作業内容:
1. 提示文の「特許文献1には」で始まる段落を、主な事実を残して箇条書きにまとめてください。
2. 提示文によると、特許文献1のアクチュエーターで内側可動板をX軸とY軸のそれぞれの軸まわりに独立して回動させられないのはなぜですか。

提示文:
╔══

説明

アクチュエーター、光スキャナーおよび画像形成装置

【課題】小型化を図りつつ、可動板を互いに直交する2つの軸のそれぞれの軸まわりに安定してかつ大きく回動させることのできるアクチュエーター、光スキャナーおよび画像形成装置を提供すること。
【解決手段】光スキャナー1は、支持部3と、光反射性を有する光反射部22を備える可動板2と、支持部3に対して変位可能に設けられた駆動部41と、駆動部41と可動板2とを連結する第1の軸部42とを備え、可動板2を支持部3に対して変位可能に連結する連結部4を含む4つの連結部と、駆動部41の中心に対して可動板2側の規制位置で第1の軸部42が可動板2の厚さ方向に変位するのを局所的に規制する1対の捩り梁部44とを有し、駆動部41の変位に伴って、1対の捩り梁部44の規制位置を支点として第1の軸部42を回動させる。

【発明の詳細な説明】
【技術分野】
【0001】
本発明は、アクチュエーター、光スキャナーおよび画像形成装置に関する。
【背景技術】
【0002】
例えば、レーザープリンター等にて光走査により描画を行うための光スキャナーとして、捩り振動系のアクチュエーターを用いたものが知られている(例えば、特許文献1参照)。
特許文献1には、一対の永久磁石が設けられた絶縁基板と、一対の永久磁石の間に位置するように絶縁基板に支持されたスキャナー本体とを有するアクチュエーターが開示されている。また、スキャナー本体は、枠状の支持部と、支持部の内側に設けられた枠状の外側可動板と、外側可動板の内側に設けられた内側可動板(ミラー)とを有している。また、外側可動板は、X軸方向に延在する一対の第1トーションバーを介して支持部に連結されており、内側可動板は、X軸方向と直交するY軸方向に延在する第2トーションバーを介して外側可動板に連結している。また、外側可動板および内側可動板には、それぞれコイルが設けられている。
このような構成のアクチュエーターでは、通電により各コイルから発生する磁界と一対の永久磁石間に発生する磁界とを作用させることにより、外側可動板が内側可動板とともに第1トーションバーを中心軸としてX軸まわりに回動し、内側可動板が第2トーションバーを中心軸としてY軸まわりに回動する。
【0003】
このように、特許文献1のアクチュエーターでは、内側可動板をX軸まわりに回動させる機構と、Y軸まわりに回動させる機構とが異なっている。そのため、内側可動板をX軸およびY軸まわりに等しい条件で回動させることができない。また、特許文献1のアクチュエーターでは、外側可動板に設けられたコイルから発生する磁場と、内側可動板に設けられたコイルから発生する磁場とが干渉し、内側可動板をX軸およびY軸のそれぞれの軸まわりに独立して回動させることができない。したがって、特許文献1のアクチュエーターでは、内側可動板をX軸およびY軸のそれぞれの軸まわりに安定して回動させることができないという問題がある。

╚══

表示情報:
╔══

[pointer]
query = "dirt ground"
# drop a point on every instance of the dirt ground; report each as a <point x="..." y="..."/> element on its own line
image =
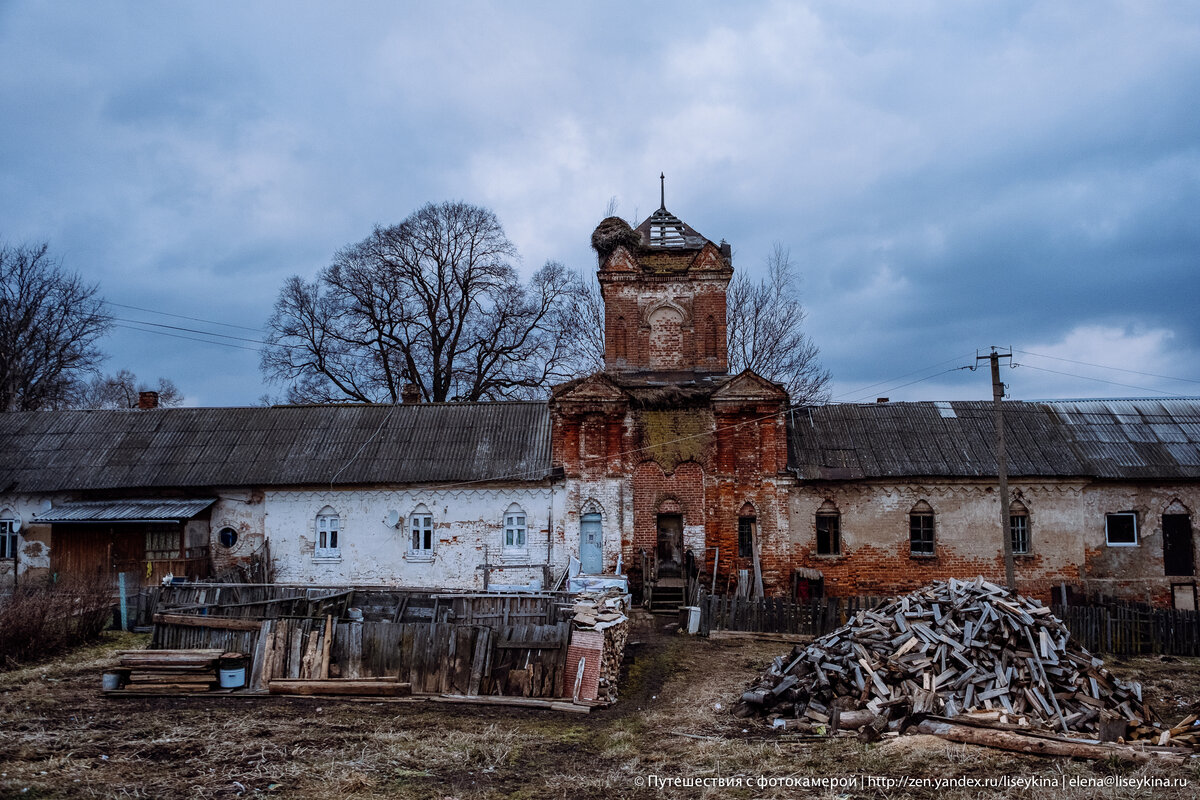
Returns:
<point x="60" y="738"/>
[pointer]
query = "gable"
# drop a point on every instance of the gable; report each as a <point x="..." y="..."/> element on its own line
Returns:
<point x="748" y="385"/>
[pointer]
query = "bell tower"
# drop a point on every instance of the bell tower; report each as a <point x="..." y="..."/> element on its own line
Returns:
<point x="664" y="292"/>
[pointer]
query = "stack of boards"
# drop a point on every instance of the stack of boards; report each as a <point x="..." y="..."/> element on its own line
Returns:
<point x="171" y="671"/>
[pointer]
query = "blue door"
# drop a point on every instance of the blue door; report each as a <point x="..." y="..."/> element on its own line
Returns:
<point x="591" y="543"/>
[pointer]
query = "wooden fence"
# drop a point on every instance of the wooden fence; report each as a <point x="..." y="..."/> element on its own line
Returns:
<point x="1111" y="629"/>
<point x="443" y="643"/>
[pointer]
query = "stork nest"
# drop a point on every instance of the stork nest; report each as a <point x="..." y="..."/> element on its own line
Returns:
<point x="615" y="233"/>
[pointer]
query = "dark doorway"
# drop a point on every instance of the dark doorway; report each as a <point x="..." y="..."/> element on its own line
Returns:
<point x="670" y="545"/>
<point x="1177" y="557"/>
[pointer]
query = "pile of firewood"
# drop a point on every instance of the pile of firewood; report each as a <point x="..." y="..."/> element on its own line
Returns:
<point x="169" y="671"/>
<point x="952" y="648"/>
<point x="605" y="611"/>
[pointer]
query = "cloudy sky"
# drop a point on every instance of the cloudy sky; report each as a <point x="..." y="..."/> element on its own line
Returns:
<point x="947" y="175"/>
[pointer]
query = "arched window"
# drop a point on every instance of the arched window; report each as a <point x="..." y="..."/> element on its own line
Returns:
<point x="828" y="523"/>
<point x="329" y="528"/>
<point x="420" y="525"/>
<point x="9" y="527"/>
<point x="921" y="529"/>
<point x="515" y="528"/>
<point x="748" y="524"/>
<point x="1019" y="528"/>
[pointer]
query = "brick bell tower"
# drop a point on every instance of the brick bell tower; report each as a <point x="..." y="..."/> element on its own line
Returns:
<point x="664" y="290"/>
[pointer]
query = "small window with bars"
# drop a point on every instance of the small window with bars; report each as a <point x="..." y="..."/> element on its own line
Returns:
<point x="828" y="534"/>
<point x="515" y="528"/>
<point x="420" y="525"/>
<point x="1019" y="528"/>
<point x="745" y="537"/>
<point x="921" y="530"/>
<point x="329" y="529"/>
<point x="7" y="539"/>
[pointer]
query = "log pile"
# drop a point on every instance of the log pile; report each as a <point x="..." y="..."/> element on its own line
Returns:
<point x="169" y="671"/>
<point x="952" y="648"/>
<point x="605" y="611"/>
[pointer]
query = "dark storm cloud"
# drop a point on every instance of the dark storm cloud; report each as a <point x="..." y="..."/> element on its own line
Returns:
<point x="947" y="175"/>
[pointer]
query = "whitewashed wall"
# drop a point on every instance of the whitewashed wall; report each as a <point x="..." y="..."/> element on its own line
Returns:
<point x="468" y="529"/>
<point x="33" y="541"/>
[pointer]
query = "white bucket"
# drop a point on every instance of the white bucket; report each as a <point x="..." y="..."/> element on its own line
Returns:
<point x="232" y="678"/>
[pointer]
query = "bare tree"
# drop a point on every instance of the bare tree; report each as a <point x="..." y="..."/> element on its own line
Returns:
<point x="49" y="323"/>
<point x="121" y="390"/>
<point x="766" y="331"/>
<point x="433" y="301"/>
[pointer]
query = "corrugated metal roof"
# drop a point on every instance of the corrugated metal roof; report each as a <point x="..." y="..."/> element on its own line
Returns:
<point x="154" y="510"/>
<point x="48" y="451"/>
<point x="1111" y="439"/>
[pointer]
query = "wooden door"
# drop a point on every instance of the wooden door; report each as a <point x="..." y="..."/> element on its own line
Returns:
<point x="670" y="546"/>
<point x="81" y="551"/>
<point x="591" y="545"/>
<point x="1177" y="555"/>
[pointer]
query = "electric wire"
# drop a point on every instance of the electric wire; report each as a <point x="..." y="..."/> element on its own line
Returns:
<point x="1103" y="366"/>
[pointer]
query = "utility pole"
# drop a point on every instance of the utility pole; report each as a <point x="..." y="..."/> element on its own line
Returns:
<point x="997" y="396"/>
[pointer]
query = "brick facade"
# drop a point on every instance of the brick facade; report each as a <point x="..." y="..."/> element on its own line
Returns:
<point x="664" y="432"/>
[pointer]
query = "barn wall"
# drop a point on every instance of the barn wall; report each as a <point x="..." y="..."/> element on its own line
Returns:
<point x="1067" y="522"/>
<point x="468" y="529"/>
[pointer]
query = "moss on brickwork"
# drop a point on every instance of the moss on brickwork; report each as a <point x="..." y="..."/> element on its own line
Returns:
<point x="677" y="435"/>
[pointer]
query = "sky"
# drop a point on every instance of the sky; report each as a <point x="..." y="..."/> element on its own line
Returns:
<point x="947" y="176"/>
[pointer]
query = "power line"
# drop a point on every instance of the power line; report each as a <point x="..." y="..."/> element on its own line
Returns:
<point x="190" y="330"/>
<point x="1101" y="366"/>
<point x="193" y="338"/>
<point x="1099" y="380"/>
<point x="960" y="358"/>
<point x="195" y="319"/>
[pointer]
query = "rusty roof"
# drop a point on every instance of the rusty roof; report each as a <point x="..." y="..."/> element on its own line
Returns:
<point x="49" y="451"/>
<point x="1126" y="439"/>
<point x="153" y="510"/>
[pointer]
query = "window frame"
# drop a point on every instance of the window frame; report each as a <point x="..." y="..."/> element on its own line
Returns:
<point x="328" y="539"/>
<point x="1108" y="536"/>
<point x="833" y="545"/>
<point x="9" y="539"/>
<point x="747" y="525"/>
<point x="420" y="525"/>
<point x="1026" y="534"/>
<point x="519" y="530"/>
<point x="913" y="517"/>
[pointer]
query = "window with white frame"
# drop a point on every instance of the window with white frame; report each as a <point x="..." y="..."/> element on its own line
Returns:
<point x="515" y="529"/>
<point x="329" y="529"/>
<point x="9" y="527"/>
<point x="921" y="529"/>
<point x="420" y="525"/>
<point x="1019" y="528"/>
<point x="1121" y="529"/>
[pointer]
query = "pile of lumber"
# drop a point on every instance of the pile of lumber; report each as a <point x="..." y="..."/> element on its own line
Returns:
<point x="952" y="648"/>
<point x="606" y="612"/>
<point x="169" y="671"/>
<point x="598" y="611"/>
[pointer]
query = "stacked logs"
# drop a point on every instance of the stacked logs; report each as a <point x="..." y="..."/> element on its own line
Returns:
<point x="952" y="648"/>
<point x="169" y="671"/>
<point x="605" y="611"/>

╚══
╔══

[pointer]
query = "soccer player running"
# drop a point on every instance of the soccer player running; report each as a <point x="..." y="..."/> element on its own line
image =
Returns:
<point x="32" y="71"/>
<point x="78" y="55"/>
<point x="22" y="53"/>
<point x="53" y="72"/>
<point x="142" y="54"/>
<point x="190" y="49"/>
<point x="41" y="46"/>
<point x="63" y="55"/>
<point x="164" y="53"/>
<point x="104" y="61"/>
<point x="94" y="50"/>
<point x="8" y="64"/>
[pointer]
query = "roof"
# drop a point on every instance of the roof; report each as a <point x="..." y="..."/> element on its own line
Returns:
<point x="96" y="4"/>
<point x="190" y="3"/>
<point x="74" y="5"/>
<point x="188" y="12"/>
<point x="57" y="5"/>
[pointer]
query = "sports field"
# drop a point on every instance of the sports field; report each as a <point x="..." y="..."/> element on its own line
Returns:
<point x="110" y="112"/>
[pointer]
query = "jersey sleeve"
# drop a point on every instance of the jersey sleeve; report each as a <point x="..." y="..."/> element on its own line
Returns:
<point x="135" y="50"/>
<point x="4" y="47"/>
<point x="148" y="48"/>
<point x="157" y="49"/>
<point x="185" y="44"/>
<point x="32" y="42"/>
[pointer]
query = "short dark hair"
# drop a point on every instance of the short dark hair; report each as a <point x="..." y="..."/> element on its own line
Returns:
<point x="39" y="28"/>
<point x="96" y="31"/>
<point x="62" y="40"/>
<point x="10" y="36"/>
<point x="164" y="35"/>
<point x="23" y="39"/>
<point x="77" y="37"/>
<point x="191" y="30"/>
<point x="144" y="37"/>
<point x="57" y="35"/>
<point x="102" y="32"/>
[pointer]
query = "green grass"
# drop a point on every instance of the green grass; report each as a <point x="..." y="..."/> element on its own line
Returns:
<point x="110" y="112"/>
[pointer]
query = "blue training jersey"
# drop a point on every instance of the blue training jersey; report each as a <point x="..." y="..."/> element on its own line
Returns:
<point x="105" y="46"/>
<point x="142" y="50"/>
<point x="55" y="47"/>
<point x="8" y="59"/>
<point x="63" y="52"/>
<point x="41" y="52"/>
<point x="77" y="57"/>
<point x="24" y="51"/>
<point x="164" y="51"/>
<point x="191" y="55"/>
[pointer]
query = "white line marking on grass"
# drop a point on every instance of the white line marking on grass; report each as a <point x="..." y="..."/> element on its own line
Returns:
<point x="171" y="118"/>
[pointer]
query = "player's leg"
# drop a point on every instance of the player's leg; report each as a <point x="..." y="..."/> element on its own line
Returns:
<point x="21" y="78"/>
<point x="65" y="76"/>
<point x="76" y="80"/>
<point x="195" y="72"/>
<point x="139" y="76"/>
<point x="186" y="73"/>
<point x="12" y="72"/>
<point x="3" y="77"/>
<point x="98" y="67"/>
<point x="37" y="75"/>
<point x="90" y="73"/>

╚══

回答:
1.
- 特許文献1には、一対の永久磁石が設けられた絶縁基板と、一対の永久磁石の間に位置するように絶縁基板に支持されたスキャナー本体とを持つアクチュエーターが開示されている。
- スキャナー本体は、枠状の支持部、支持部の内側にある枠状の外側可動板、外側可動板の内側にある内側可動板(ミラー)で構成される。
- 外側可動板は、X軸方向に延びる一対の第1トーションバーを介して支持部に連結されている。
- 内側可動板は、X軸方向と直交するY軸方向に延びる第2トーションバーを介して外側可動板に連結されている。
- 外側可動板と内側可動板には、それぞれコイルが設けられている。

2. 外側可動板に設けられたコイルから発生する磁場と、内側可動板に設けられたコイルから発生する磁場とが干渉するためです。